### Data supplied:
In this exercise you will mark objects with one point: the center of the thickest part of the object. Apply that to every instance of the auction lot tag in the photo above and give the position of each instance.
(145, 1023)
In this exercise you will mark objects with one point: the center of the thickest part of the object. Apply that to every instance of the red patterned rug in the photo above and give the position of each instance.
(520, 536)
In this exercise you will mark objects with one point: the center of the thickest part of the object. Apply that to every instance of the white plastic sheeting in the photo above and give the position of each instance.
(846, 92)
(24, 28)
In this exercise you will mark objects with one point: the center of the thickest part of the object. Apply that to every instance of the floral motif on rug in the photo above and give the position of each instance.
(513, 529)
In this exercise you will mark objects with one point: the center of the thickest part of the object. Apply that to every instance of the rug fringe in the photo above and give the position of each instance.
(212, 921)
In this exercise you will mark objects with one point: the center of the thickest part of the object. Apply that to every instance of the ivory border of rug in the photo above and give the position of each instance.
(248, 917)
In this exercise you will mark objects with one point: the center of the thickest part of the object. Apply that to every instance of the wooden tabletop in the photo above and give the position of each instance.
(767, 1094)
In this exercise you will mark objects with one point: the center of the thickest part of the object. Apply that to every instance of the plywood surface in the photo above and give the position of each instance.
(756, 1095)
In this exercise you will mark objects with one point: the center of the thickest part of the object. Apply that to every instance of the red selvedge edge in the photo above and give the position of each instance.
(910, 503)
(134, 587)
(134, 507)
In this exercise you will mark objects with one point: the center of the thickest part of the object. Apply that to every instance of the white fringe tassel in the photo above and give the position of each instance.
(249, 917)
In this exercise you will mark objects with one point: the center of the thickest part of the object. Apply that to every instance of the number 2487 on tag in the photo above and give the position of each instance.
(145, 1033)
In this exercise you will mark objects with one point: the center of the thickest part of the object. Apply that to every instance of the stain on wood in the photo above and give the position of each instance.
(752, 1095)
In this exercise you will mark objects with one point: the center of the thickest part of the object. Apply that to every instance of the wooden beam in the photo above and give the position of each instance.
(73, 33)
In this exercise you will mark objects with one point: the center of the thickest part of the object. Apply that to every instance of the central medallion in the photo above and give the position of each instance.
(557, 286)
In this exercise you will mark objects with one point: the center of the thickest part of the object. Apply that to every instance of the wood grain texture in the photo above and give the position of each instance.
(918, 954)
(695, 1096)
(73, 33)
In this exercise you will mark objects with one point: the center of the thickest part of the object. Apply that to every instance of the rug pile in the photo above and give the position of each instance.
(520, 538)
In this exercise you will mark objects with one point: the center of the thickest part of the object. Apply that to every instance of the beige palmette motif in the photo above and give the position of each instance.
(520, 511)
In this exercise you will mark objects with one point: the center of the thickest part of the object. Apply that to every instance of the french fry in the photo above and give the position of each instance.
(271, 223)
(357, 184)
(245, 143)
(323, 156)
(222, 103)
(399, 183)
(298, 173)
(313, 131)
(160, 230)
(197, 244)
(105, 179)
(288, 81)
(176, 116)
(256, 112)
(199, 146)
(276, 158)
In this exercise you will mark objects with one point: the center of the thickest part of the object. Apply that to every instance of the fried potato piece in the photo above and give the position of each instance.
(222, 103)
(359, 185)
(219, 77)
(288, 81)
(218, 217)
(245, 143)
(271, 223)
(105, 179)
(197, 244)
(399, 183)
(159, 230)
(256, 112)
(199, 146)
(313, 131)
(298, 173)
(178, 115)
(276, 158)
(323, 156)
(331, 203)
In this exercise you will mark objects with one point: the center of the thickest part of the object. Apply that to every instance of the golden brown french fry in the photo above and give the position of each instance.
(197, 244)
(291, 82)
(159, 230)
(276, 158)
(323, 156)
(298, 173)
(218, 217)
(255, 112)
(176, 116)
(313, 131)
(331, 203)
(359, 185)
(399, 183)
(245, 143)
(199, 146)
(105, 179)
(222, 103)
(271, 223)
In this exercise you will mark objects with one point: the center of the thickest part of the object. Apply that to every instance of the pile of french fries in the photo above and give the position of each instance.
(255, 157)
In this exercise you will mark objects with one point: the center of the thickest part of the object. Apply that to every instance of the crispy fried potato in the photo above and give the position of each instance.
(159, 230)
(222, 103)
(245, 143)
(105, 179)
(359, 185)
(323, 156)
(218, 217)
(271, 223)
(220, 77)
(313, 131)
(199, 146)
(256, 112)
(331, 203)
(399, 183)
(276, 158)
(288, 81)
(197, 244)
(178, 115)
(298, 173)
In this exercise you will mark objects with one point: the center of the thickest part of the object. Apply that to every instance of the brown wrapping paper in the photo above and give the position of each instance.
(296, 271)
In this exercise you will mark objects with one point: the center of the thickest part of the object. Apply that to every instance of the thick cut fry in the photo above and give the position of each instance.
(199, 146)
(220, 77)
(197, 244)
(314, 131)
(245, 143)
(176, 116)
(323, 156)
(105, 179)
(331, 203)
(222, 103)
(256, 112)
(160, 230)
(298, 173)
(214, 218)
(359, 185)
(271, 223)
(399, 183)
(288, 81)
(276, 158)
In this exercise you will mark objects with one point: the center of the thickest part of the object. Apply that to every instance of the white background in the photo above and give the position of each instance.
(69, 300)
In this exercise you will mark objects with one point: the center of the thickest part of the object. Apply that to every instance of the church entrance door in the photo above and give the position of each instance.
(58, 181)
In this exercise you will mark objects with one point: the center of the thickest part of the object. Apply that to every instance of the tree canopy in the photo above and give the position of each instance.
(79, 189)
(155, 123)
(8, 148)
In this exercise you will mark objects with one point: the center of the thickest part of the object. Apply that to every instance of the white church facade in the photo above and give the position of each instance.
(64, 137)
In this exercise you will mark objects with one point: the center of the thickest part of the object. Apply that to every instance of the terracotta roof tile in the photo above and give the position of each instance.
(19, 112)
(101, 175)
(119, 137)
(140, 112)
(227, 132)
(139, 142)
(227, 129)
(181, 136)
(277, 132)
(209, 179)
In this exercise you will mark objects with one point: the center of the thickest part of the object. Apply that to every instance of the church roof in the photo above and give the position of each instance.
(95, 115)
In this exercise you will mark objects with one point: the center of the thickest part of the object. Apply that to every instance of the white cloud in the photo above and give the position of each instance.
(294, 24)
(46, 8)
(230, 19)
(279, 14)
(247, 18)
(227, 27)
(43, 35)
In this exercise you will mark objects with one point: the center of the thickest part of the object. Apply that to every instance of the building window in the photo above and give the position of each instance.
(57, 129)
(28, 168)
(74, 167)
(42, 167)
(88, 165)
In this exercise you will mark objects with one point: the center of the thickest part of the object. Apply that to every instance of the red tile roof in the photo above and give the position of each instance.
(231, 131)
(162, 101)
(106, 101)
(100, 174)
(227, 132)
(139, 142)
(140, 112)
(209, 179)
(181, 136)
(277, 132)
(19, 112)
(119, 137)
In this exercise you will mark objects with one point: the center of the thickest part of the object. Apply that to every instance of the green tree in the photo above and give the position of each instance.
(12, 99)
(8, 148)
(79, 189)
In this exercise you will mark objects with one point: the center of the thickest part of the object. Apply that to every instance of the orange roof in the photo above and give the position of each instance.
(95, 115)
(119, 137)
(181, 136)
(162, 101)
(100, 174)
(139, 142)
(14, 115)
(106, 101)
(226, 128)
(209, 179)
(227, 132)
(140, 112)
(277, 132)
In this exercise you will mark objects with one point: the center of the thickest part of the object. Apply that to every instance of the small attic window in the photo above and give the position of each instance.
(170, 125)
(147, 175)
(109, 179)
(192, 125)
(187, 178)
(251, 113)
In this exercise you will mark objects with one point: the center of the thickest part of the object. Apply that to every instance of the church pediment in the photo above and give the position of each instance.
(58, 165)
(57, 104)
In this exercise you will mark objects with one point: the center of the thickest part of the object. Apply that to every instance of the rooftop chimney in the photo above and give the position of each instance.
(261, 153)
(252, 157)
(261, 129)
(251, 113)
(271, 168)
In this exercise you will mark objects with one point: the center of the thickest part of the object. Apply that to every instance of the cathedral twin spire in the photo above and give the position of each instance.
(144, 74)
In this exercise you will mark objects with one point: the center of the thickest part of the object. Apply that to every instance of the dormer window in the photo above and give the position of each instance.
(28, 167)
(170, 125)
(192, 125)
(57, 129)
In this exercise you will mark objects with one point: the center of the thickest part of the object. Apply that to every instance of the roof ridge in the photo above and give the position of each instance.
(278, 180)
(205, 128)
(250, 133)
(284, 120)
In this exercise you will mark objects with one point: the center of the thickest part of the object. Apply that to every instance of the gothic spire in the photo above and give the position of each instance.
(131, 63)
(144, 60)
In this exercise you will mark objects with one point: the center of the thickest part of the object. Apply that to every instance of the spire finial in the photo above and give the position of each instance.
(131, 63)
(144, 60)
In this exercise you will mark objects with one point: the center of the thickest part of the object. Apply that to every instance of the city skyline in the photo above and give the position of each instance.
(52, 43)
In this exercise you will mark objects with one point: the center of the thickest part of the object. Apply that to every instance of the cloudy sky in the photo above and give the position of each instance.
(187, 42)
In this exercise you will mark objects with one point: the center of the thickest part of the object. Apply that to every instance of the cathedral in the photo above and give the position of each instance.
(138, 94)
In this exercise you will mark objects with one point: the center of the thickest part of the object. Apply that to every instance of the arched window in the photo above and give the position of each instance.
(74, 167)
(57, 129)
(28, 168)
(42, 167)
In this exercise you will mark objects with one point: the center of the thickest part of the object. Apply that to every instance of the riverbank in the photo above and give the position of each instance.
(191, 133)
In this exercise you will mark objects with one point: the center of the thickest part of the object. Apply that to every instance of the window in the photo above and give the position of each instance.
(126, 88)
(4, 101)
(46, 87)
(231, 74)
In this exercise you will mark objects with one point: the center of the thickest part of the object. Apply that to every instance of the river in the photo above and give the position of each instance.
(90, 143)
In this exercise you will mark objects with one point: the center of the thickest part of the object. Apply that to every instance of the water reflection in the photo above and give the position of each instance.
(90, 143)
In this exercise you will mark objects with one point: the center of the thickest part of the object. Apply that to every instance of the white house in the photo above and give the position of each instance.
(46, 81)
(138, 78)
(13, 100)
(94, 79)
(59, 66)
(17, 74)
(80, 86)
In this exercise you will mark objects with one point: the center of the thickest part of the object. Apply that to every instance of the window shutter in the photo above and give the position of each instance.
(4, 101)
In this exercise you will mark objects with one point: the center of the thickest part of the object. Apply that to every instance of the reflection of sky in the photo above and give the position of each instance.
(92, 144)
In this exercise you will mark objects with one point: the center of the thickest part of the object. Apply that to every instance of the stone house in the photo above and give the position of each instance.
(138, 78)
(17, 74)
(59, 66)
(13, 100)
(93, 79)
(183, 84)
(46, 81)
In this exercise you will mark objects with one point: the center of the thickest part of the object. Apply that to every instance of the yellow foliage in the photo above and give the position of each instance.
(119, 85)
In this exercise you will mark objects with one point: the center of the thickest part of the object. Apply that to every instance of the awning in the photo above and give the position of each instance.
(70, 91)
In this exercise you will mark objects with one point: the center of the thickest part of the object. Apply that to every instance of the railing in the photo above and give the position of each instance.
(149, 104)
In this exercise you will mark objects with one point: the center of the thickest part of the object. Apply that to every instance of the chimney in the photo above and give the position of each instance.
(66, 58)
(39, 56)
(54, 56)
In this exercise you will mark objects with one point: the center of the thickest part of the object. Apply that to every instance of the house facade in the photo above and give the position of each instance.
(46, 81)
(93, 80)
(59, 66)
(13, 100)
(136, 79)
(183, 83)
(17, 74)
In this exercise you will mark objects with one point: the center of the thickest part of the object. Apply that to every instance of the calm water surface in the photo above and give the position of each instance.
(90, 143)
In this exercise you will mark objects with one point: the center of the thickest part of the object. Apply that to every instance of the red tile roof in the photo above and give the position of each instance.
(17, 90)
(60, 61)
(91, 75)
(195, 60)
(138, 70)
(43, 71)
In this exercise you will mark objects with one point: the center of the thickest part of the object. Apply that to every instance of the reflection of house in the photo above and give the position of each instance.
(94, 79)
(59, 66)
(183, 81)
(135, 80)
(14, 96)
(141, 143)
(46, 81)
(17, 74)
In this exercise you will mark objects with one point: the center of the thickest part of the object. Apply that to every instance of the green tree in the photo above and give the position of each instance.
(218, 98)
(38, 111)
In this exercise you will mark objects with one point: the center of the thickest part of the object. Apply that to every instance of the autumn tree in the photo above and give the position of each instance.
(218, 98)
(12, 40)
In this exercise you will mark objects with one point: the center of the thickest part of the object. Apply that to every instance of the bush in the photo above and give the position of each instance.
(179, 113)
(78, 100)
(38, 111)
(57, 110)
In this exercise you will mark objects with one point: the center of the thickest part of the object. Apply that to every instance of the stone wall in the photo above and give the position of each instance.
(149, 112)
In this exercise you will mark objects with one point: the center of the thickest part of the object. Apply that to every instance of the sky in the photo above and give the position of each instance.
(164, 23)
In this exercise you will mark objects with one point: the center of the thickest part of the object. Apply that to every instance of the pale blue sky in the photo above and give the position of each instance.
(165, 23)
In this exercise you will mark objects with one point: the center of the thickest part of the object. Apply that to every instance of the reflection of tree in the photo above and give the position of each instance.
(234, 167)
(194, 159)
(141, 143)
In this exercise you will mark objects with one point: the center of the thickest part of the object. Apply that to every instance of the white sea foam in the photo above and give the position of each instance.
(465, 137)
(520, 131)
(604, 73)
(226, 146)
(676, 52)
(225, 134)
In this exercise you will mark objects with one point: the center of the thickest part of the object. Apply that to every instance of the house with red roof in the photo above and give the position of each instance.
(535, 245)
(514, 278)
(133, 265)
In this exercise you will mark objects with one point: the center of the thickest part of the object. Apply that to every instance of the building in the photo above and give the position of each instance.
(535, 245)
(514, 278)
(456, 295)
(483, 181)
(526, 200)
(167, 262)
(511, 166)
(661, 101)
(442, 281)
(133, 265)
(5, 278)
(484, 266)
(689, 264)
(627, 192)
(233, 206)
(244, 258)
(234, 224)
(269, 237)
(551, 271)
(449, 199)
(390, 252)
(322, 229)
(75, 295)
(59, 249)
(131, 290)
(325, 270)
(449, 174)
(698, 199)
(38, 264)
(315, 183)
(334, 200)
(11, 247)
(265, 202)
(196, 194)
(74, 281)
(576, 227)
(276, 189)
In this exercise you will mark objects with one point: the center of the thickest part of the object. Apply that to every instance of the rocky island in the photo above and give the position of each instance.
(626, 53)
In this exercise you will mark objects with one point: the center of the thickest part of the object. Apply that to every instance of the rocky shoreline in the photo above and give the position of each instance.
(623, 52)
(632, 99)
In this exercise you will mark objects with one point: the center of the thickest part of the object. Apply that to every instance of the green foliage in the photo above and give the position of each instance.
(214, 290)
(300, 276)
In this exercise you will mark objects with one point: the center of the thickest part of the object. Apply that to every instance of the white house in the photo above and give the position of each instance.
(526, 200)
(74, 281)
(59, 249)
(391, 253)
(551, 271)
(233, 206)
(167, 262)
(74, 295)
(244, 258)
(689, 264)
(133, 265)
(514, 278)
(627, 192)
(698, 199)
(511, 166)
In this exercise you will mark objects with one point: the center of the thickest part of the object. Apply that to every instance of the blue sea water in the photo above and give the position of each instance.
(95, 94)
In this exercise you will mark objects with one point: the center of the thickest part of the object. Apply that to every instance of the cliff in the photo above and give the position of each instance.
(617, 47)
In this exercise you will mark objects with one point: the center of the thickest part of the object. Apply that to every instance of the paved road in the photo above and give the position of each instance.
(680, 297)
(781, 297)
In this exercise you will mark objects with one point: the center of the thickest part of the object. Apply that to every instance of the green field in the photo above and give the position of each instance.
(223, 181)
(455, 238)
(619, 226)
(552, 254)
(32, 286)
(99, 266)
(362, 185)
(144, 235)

### Assignment:
Start at the line with "of the paved" and stop at the end of the records. Write those lines out exactly and add nothing.

### Exercise result:
In this exercise you will mark objects with one point: the center of the thickest part of the object. Apply that to every instance of the paved road in the photo above and give the position of each instance.
(680, 297)
(781, 297)
In this exercise you will mark objects with one point: the center of the thickest part of the object. Apply that to every instance of the green field in the photo above and give the position of each instance.
(223, 181)
(455, 238)
(619, 226)
(552, 254)
(32, 286)
(99, 266)
(362, 185)
(144, 235)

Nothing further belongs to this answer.